#### 掲載文 ####

コイエットは最大限の努力をしてゼーランデイア城攻防戦に臨みましたが、衆寡敵せず鄭家軍に降伏することになりました。しかし、オランダ東インド会社はこの事態はコイエットの指導力に問題ありとし、彼を罪人扱いしてしまいます。


ゼーランディア城、開城

鄭家軍はこの段階では既に戦略方針をオランダ人を滅ぼすことにではなく、台湾の土地に根を下ろし、反清復明の基地にすることに置いていたのでしょう、ゼーランディア城の籠城軍に対し非常に寛大な処置をとります。彼らの命を保証するだけではなく、バタヴィアまで帰ることを許します。
この際に鄭家軍とオランダ側との間には、18条に渡る降伏協議書がまとめられており、この時代の鄭家軍が、近代の契約社会に準じる様な、商業主義的社会感覚を持っていたことが分かります。

#### 提示データ ####

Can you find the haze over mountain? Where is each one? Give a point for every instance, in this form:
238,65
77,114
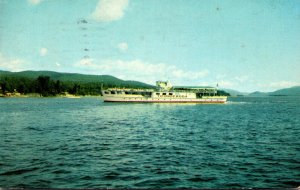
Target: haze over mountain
109,80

####

» **練習問題**
a - ゼーランディア城の開城についての文章によると、鄭家軍とオランダ側の間でまとめられた降伏協議書は何条に渡るものでしたか？
b - ゼーランディア城の開城についての文章から、「コイエットは最大限の努力をし」で始まり「ィアまで帰ることを許します。」に至るまでの部分を、一字も変えずに再掲してください。
c - ゼーランディア城の開城についての文章を、最後の文のあとから書き進めてください。
この一覧は使う必要がありません。

» **解答**
a - 18条に渡るものでした。

b -
コイエットは最大限の努力をしてゼーランデイア城攻防戦に臨みましたが、衆寡敵せず鄭家軍に降伏することになりました。しかし、オランダ東インド会社はこの事態はコイエットの指導力に問題ありとし、彼を罪人扱いしてしまいます。


ゼーランディア城、開城

鄭家軍はこの段階では既に戦略方針をオランダ人を滅ぼすことにではなく、台湾の土地に根を下ろし、反清復明の基地にすることに置いていたのでしょう、ゼーランディア城の籠城軍に対し非常に寛大な処置をとります。彼らの命を保証するだけではなく、バタヴィアまで帰ることを許します。

c -
コイエットは、オランダの籠城軍を率いてバタヴィアに引き返すことになります。ただし、この際の鄭家軍は、この表向きの紳士的な対応の裏でいくつもの残虐行為を行なっていた様です。オランダ人女性が、鄭成功の後宮に入れられたとか、キリスト教の牧師が惨殺されたという記録も残っています。

敗戦の責任を取らされる

しかし、コイエットの受難はバタヴィアに帰ってから始まりました。オランダ東インド会社の中央評議会は、このタイオワン商館とゼーランディア城の放棄という結果は、コイエットの指導力に問題ありとしてしまったのです。そしてコイエットはその責任をとらされ死刑を申し渡されます。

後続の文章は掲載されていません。